[start Provided information]
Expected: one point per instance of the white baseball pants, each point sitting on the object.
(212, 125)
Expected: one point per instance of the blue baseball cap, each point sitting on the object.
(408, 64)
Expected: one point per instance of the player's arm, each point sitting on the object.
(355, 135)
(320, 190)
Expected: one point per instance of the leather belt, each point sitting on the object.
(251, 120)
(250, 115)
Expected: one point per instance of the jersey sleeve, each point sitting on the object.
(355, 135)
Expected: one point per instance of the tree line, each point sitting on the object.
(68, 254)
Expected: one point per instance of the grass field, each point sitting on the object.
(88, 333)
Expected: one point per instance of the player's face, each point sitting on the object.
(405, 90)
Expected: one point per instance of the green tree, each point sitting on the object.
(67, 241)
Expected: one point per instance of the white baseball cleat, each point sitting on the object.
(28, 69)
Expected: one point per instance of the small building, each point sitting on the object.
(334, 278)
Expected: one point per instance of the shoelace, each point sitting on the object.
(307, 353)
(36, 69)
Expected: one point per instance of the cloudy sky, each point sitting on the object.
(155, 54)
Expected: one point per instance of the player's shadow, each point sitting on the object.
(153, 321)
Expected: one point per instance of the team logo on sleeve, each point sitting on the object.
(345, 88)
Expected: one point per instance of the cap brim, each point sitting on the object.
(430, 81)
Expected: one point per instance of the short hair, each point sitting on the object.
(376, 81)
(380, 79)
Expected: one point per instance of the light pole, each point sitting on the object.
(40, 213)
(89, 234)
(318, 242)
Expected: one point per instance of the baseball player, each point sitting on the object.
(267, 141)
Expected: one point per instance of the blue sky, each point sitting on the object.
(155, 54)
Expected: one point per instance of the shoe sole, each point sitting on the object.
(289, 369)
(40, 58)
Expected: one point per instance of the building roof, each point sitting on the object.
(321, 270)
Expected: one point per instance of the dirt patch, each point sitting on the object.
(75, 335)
[end Provided information]
> Prompt:
Return the items above verbatim, starting with the line containing "Expected: one point per instance of the team" and continuing through the final item.

> Result of the task:
Expected: one point per instance of the team logo on sleeve, each point sitting on the object.
(345, 88)
Expected: one point per instance of the cap brim, each point sitting on the object.
(430, 81)
Expected: one point per instance of the short hair, each point sitting on the object.
(376, 81)
(380, 79)
Expected: one point per instance of the light pole, each point sitting on the object.
(40, 213)
(89, 234)
(318, 242)
Expected: one point per instance of the baseball player, each point sitting on the object.
(267, 141)
Expected: one point per instance of the blue sky, each point sitting on the object.
(155, 54)
Expected: one point per instance of the shoe sole, each point sitting on the object.
(289, 369)
(40, 58)
Expected: one point per instance of the building roof, each point sitting on the object.
(321, 270)
Expected: one point per instance of the dirt patch, each point sitting on the object.
(75, 335)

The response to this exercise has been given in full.